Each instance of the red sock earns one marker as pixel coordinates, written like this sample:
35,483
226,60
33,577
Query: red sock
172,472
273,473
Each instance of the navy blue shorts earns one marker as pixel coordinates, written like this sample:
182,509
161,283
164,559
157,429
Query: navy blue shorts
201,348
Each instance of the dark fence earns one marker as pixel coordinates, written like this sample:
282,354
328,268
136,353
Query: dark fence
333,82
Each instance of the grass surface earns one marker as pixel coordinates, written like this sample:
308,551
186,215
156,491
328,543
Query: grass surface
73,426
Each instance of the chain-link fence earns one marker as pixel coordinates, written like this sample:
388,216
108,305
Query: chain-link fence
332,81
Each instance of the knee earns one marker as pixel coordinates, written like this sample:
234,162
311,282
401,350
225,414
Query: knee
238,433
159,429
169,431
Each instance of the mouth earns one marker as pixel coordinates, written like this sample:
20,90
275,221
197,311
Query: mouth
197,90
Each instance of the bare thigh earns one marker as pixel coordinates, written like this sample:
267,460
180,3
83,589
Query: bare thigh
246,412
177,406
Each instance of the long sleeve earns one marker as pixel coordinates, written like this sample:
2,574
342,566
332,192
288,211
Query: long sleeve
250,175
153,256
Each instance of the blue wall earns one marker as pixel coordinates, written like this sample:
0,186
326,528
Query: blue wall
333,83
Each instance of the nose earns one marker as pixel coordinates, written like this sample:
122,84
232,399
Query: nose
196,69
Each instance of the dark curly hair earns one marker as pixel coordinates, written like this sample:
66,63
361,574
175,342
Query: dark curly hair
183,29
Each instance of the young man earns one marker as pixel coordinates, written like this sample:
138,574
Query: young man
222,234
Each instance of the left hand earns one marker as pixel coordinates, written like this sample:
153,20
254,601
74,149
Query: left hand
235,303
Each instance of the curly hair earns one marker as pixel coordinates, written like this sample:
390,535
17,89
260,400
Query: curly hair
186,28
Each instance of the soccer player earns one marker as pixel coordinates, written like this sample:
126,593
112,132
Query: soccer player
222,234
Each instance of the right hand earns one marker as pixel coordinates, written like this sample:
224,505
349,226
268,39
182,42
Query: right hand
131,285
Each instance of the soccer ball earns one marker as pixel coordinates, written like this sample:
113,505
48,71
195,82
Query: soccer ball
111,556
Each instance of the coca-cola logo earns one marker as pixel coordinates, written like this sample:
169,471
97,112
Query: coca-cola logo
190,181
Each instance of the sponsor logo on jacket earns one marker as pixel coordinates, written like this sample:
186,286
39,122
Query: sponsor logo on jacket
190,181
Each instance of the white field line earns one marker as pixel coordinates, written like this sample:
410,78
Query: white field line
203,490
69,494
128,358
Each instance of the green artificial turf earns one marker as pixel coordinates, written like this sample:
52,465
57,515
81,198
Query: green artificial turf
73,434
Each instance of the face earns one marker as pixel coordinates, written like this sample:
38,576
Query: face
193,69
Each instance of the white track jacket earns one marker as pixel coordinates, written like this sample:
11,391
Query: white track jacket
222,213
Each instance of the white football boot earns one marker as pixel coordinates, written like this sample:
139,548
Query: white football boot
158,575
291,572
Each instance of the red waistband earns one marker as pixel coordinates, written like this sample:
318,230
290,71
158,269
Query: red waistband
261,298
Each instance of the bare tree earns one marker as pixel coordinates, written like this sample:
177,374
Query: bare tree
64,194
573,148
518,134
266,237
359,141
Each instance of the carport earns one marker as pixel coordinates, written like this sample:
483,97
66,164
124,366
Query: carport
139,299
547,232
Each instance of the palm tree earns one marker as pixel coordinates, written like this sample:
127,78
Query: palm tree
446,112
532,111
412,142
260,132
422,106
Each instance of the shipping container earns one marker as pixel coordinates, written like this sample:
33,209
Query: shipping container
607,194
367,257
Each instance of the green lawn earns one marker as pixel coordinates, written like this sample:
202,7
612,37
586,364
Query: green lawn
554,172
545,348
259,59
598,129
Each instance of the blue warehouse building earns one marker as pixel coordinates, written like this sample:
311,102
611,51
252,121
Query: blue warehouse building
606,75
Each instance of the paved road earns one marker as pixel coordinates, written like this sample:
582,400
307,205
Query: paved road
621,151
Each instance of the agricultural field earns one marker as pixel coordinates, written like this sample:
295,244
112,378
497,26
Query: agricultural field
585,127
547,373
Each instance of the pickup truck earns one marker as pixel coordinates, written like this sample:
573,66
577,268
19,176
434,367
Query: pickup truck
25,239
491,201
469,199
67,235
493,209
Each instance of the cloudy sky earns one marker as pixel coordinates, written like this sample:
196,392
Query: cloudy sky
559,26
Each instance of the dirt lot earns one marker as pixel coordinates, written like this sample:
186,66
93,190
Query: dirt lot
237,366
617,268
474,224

################

* **ASSIGNMENT**
Your task is to retype the records above exactly.

* **TASK OUTPUT**
Each instance of the red sock earns one marker as pixel coordinates, written like this sample:
35,483
226,60
33,577
Query: red sock
172,472
273,473
Each instance of the navy blue shorts earns one marker as pixel coordinates, written like this sample:
182,509
161,283
164,559
157,429
Query: navy blue shorts
201,348
Each instance of the dark fence earns one marker as pixel coordinates, written like this sample:
282,354
328,268
136,353
Query: dark fence
333,82
Each instance of the grass surface earns one marker as pixel coordinates, written like this sample:
308,551
186,215
156,491
328,543
Query: grass surface
73,426
Each instance of the chain-link fence earns one marker as pixel coordinates, written like this sample:
388,216
108,305
Query: chain-link fence
332,81
Each instance of the knee earns one marker as pixel coordinates, written like this sample:
234,162
311,282
401,350
225,414
Query: knee
238,433
159,429
169,431
Each instance of the mouth earns one marker as pixel coordinates, written like this sample:
20,90
275,221
197,311
Query: mouth
197,90
Each instance of the bare thigh earns one marker as pixel coordinates, written like this sample:
267,460
180,3
83,589
Query: bare thigh
246,412
177,406
Each instance of the long sleeve earns one marker as pixel coordinates, written like this sample:
2,574
342,566
332,192
288,211
Query: long sleeve
250,175
153,256
Each instance of the blue wall earns one marker as pixel coordinates, written like this sample:
0,186
326,528
Query: blue wall
333,83
Each instance of the nose earns one marker as pixel coordinates, written like this sample:
122,84
232,399
Query: nose
196,69
Each instance of the dark curly hair earns one marker as pixel coordinates, written like this sample:
66,63
361,574
175,342
Query: dark curly hair
183,29
Each instance of the young man earns one marker as pixel coordinates, written like this sample:
138,574
Query: young man
222,234
Each instance of the left hand earns one marker as pixel coordinates, written like this sample:
153,20
254,601
74,149
Query: left hand
235,303
Each instance of the curly hair earns one marker as pixel coordinates, written like this sample:
390,535
17,89
260,400
Query: curly hair
186,28
Each instance of the soccer player earns one marker as pixel coordinates, written like this sample:
126,593
112,132
Query: soccer player
222,234
Each instance of the right hand earns one marker as pixel coordinates, written like this sample:
224,505
349,226
268,39
182,42
Query: right hand
131,285
Each instance of the soccer ball earns one marker as pixel coordinates, written like this sample:
113,505
48,71
195,82
Query: soccer ball
111,556
Each instance of the coca-cola logo earns one marker as pixel coordinates, written like this sample:
169,471
97,112
Query: coca-cola logo
190,181
Each instance of the sponsor logo on jacket earns one marker as pixel coordinates, written like this sample:
186,286
39,122
Query: sponsor logo on jacket
190,181
Each instance of the white field line earns one marker as pixel coordinates, written like this sample:
410,78
Query: white field line
203,490
69,494
128,358
Each instance of the green artificial turf earns one marker as pixel coordinates, written like this sample:
52,465
57,515
81,198
Query: green artificial turf
73,434
Each instance of the face earns one marker as pixel coordinates, written like this sample:
38,576
Query: face
193,69
Each instance of the white track jacket earns one marker as pixel coordinates, written like this sample:
11,391
Query: white track jacket
222,213
Each instance of the white football boot earns one marker as pixel coordinates, written like this sample:
139,548
Query: white football boot
158,575
291,572
Each instance of the red waistband earns one marker as pixel coordinates, written like this sample:
318,230
290,71
158,269
Query: red waistband
261,298
Each instance of the bare tree earns one marker as pixel coordinates, written like this sample:
177,374
Query: bare tree
64,194
573,148
518,134
266,237
359,141
Each instance of the carport earns one marker as pixel coordinates, written like this sample:
483,97
66,164
124,366
Query: carport
139,299
547,232
Each instance of the palm tree earns one marker as pixel coordinates, written like this sample:
127,78
Query: palm tree
446,112
532,111
412,142
260,132
422,106
Each instance of the shipping container earns one marker as pixel coordinates, written like this sample:
33,209
Query: shipping container
607,194
367,257
Each instance of the green lawn earns one marker as pixel coordinates, written like this sample:
202,7
612,37
586,364
Query: green lawn
554,172
545,348
259,59
598,129
Each instance of the blue warehouse building earns one marker as pixel coordinates, written like this sample:
311,102
611,51
252,121
Query: blue warehouse building
606,75
Each instance of the paved road earns one marker as pixel coordinates, written like this sample:
582,400
307,205
Query: paved road
621,151
Each instance of the agricultural field earns one marker as pixel coordinates, written like this sample:
295,244
112,378
497,26
Query: agricultural field
585,127
547,373
Each instance of the pickup truck earns one marker as pixel coordinates, written like this sample:
573,66
577,268
19,176
434,367
Query: pickup truck
25,239
491,201
469,199
67,235
493,209
Each instance of the cloudy sky earns one marker as pixel coordinates, written like this sample:
196,392
Query: cloudy sky
559,26
Each instance of the dirt lot earns one marker as pixel coordinates, written like this sample:
186,66
93,190
Query: dirt lot
237,366
617,268
474,224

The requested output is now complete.